WHAT YOU WILL DO: Retype the section of the Bali scooter travel post below, starting at "On a curvaceous" and ending at "the Bintang Bros.".

PAGE EXTRACT:
================================
Monday, May 18, 2015

April 30, 2015: Dos Equis and the Bintang Bros



On a curvaceous gravel road in the heart of Bali--surrounded by vibrant rice fields that stripe the valley floor and climb steeply up the mountain side, pooling into ingeniously designed tiered terraces--rides a small gang of scooters. Four helmet-clad, backpack-toting Americans with a thirst for adventure. A dapper, Matthew McConaughey-looking man with a quick wit; an allusive running back with a muscular derrière that challenges the purity of the most pious; a young scholar yielding a blond mustache of legendary proportion; and a woman, whose patience and poise rivals that of saints. They fly on two wheels like young demigods born from the blood of Hermes. They are Dos Equis and the Bintang Bros.

Upon Josh's arrival in Kuta, engines revved as we rented scooters and tore off west at an incredibly slow and cautious pace. Bali is a war zone of pot holes, rogue animals, and darting lawless vehicles; not the place to learn how to ride an engined-powered machine of any design. Images from the past poured into my mind and mingled with the present as we navigated our way through controlled chaos. All that was missing from the memory of my first time on a motor bike was a heavy rain.
================================
RAW RECORDS:
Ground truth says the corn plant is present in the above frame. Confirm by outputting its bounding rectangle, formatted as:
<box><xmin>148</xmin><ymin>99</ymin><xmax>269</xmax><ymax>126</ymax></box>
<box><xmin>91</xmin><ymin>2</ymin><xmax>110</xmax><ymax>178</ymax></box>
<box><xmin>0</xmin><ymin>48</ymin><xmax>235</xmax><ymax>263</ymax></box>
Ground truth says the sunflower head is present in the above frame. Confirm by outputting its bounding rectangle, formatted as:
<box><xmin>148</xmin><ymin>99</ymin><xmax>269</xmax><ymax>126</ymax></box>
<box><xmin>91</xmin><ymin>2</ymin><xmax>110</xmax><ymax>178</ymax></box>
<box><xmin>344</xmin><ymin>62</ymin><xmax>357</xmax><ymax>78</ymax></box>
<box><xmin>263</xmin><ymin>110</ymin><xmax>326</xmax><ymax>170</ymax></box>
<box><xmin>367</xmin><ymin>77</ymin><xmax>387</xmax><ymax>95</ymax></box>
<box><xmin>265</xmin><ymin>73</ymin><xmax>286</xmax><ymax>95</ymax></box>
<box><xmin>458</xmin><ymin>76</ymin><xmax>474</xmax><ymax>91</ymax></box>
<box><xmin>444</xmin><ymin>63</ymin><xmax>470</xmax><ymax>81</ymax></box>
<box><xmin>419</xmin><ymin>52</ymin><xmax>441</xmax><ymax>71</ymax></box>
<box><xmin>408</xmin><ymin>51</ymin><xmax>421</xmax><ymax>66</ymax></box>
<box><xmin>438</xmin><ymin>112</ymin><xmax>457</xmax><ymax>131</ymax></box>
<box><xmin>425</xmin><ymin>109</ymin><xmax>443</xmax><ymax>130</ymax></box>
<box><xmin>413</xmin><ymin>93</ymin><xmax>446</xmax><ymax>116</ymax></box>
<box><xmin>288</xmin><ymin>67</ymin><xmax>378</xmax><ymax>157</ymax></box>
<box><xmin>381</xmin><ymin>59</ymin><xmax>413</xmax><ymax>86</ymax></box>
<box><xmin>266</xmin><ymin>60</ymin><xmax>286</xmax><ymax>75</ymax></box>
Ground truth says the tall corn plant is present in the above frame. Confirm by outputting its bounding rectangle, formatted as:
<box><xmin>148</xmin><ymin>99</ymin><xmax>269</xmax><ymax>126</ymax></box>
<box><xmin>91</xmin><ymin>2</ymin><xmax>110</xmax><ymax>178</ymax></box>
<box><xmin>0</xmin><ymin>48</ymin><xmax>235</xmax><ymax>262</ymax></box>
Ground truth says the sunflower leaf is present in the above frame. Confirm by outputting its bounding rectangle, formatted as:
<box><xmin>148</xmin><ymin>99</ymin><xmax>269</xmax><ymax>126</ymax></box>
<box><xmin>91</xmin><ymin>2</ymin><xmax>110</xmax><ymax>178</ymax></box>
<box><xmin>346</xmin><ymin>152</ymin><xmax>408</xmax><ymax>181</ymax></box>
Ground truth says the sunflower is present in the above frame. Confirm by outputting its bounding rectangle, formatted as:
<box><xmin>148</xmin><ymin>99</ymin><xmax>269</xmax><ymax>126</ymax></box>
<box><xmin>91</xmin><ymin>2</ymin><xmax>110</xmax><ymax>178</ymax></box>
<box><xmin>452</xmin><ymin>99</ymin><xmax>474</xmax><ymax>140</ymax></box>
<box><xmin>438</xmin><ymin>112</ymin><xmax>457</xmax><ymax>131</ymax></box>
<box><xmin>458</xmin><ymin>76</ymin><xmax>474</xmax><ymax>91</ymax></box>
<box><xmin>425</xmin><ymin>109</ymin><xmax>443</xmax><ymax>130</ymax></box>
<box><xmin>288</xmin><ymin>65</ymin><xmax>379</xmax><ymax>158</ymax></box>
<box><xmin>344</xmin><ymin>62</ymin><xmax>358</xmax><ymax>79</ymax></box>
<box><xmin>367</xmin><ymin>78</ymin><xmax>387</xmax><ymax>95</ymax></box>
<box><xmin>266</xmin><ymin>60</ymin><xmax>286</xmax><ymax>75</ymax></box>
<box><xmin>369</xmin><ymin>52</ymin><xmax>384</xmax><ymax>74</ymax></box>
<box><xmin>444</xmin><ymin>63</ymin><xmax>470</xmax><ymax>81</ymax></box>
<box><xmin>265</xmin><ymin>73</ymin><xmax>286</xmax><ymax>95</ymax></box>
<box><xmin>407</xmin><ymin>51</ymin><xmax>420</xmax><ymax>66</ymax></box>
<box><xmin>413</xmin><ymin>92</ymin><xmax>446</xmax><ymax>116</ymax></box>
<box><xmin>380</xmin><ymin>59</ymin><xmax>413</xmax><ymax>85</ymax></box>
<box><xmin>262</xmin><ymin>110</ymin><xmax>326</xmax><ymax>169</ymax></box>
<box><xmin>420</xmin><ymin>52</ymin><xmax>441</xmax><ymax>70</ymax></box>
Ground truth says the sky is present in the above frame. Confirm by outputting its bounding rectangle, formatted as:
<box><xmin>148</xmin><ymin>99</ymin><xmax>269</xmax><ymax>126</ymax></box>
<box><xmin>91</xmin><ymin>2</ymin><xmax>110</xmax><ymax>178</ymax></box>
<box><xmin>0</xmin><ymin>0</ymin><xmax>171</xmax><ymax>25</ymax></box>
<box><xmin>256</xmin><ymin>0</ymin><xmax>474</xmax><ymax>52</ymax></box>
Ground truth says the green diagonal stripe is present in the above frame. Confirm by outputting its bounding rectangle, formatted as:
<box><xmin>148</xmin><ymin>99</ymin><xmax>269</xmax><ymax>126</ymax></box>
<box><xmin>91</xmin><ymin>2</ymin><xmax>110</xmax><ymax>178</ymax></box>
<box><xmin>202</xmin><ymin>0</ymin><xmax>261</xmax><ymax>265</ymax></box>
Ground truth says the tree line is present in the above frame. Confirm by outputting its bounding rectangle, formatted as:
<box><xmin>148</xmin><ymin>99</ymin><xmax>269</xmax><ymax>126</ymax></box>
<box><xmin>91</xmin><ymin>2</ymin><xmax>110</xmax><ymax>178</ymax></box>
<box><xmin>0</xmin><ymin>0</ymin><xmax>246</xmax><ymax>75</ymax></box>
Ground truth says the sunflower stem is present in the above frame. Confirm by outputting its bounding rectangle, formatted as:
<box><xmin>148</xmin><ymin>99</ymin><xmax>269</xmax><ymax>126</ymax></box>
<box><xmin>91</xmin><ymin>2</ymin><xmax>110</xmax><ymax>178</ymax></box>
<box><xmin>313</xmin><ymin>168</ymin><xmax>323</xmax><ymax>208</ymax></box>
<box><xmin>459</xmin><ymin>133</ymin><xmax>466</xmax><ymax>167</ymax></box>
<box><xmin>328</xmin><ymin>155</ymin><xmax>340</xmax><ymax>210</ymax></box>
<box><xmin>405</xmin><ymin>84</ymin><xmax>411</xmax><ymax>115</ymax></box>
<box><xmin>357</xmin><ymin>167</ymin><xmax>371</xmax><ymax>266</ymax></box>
================================
RESPONSE TO THE EXERCISE:
On a curvaceous gravel road in the heart of Bali--surrounded by vibrant rice fields that stripe the valley floor and climb steeply up the mountain side, pooling into ingeniously designed tiered terraces--rides a small gang of scooters. Four helmet-clad, backpack-toting Americans with a thirst for adventure. A dapper, Matthew McConaughey-looking man with a quick wit; an allusive running back with a muscular derrière that challenges the purity of the most pious; a young scholar yielding a blond mustache of legendary proportion; and a woman, whose patience and poise rivals that of saints. They fly on two wheels like young demigods born from the blood of Hermes. They are Dos Equis and the Bintang Bros.